→ **WHAT NEEDS TO BE DONE**
Write out exactly, please, the lines from the one containing "Where can the recycling bin wheel" to the end of the material.

→ **DATA SUPPLIED**

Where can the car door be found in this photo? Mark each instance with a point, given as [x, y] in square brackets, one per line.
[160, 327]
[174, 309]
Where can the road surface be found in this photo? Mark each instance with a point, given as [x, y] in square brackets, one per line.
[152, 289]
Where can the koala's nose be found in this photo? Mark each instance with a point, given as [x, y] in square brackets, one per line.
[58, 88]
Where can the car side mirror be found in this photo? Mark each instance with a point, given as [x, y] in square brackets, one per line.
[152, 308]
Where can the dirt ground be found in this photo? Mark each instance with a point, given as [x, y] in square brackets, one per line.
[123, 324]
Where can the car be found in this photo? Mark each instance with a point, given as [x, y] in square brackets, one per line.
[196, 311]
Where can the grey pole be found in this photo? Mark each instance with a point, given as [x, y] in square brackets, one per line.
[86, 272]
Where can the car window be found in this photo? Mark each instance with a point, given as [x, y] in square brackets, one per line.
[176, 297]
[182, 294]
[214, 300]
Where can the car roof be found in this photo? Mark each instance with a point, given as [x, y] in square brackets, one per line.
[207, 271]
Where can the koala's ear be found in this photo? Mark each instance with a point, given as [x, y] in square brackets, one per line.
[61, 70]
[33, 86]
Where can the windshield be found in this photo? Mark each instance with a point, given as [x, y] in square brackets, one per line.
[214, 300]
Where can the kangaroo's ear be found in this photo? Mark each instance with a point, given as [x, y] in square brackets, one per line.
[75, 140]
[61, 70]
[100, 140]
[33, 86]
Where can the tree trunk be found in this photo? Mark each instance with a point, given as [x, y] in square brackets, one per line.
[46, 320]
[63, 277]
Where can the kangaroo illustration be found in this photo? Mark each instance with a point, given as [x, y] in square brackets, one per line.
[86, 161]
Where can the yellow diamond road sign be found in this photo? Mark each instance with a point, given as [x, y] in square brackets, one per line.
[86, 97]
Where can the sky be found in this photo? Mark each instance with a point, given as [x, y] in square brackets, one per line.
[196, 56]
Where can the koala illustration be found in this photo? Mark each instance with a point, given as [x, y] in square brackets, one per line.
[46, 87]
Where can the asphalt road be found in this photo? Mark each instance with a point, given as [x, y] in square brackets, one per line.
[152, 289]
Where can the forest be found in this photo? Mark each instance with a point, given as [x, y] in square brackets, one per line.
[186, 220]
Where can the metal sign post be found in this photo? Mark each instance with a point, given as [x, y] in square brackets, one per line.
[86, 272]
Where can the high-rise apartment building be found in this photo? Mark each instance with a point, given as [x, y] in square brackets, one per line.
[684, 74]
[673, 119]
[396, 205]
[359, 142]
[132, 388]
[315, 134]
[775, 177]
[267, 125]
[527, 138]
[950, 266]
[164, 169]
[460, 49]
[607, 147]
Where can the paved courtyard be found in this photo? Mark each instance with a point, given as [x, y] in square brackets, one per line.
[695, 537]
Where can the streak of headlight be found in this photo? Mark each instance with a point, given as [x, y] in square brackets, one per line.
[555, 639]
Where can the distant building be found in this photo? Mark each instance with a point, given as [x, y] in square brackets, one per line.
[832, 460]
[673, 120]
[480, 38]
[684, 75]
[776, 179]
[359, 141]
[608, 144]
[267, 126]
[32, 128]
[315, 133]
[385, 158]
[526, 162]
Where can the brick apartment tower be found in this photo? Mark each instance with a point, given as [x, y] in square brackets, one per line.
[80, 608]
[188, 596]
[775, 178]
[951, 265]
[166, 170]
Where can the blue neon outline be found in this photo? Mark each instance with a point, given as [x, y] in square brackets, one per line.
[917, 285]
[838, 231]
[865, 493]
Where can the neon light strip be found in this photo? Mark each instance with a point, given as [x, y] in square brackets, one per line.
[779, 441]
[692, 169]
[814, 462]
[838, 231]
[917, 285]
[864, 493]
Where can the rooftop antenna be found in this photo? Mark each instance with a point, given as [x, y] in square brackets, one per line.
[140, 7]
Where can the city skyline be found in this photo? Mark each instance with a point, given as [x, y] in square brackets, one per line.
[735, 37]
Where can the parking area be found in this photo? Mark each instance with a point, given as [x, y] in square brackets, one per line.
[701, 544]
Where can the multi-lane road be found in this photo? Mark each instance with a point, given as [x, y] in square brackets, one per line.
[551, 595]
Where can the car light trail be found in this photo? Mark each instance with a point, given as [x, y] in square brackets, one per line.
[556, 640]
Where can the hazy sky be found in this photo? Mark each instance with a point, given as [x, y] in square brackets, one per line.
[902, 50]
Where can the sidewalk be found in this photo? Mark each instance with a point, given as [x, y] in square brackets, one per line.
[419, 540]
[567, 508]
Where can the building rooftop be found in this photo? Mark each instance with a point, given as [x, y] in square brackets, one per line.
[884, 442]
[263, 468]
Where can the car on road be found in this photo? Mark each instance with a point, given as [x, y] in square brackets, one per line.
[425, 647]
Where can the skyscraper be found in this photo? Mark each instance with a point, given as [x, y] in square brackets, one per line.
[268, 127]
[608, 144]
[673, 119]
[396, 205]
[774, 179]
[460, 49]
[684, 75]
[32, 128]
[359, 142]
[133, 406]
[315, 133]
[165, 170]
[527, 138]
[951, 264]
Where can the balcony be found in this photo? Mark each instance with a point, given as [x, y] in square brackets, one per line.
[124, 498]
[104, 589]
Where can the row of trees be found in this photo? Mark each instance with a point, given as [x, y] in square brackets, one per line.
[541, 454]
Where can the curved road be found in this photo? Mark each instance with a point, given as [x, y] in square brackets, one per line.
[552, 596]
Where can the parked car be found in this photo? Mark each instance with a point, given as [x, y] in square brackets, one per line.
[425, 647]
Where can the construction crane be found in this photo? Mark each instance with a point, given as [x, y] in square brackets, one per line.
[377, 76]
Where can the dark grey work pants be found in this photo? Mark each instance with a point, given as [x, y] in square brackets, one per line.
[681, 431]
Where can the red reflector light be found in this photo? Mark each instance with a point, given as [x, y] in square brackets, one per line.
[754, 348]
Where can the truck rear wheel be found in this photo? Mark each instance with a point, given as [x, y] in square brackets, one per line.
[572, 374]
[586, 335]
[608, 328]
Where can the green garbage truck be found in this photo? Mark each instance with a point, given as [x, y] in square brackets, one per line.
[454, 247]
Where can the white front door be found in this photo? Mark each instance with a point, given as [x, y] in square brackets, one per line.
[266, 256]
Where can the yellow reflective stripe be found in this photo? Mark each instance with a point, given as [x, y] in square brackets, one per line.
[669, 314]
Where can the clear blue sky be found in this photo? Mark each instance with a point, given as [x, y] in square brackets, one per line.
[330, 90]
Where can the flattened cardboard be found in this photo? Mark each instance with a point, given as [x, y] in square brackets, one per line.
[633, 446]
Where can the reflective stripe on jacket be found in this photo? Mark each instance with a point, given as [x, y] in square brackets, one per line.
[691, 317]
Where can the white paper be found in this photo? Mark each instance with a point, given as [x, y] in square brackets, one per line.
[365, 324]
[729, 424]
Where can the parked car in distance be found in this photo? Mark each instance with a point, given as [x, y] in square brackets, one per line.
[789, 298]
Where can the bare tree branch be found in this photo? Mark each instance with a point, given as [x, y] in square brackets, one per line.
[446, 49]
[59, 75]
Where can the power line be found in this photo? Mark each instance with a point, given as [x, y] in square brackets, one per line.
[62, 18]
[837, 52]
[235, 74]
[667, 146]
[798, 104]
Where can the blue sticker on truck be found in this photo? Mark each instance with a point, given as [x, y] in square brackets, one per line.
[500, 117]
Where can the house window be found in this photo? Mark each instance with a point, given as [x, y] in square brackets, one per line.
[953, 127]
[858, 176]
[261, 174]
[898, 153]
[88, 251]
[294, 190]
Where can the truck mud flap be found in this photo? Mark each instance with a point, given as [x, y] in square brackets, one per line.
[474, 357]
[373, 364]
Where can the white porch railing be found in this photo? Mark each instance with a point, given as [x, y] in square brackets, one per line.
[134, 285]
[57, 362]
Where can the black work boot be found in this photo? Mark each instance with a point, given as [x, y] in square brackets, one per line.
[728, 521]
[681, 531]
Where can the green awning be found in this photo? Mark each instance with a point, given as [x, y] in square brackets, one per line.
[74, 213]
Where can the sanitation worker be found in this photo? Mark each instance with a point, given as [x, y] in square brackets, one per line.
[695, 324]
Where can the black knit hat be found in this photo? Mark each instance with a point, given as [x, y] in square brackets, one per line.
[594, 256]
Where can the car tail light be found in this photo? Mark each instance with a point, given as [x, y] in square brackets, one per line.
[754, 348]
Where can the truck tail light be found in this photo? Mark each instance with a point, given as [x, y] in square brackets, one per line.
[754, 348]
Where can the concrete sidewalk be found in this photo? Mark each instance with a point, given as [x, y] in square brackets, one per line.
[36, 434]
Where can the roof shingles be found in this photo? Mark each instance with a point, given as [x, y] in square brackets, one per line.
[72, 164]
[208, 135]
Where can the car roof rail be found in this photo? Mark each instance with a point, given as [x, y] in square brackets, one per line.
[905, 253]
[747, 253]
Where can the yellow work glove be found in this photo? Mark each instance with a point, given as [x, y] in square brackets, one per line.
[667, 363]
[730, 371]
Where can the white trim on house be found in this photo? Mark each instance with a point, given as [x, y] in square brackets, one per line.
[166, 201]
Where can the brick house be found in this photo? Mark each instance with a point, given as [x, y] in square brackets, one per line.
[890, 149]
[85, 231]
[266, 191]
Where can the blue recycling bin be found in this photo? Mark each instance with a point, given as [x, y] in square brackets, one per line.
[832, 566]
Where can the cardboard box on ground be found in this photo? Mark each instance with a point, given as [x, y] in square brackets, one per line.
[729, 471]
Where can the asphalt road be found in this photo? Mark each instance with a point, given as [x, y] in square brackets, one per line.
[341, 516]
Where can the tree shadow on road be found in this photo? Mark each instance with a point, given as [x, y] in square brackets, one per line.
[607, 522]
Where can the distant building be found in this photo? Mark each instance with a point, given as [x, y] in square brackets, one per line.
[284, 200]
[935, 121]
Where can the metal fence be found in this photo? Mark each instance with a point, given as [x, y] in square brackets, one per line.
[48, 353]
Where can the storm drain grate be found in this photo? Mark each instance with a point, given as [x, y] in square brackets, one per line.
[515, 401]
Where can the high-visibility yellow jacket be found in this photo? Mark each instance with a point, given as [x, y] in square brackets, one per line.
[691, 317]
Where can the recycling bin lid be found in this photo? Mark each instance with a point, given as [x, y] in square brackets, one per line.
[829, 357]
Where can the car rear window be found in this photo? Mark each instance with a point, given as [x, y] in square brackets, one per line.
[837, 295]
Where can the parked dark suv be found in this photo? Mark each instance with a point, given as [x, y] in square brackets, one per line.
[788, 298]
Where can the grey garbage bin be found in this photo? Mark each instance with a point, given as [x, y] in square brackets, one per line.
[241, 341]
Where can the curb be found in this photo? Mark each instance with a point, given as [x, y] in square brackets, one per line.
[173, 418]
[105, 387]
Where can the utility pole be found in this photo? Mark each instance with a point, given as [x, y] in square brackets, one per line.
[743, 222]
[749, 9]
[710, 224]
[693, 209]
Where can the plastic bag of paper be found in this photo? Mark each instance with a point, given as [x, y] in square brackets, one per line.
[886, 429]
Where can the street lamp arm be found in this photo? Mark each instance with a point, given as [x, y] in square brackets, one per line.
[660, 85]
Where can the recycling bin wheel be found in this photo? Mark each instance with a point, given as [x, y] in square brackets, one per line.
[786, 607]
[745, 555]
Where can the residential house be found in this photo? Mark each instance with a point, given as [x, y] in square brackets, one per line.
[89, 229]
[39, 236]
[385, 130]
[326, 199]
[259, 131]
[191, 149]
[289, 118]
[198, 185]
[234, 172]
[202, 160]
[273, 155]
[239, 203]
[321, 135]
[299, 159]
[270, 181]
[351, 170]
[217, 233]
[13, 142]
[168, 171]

→ **EXERCISE RESULT**
Where can the recycling bin wheel be found in this photo? Mark each instance with a point, given as [x, y] in square brackets, one per line.
[786, 607]
[745, 555]
Where can the residential house be found in this photo? Mark each instance with a point, given as [x, y] in square brackets, one per line.
[89, 229]
[39, 236]
[385, 130]
[326, 199]
[259, 131]
[191, 149]
[289, 118]
[198, 185]
[234, 172]
[202, 160]
[273, 155]
[239, 203]
[321, 135]
[299, 159]
[270, 181]
[351, 170]
[217, 233]
[13, 142]
[168, 171]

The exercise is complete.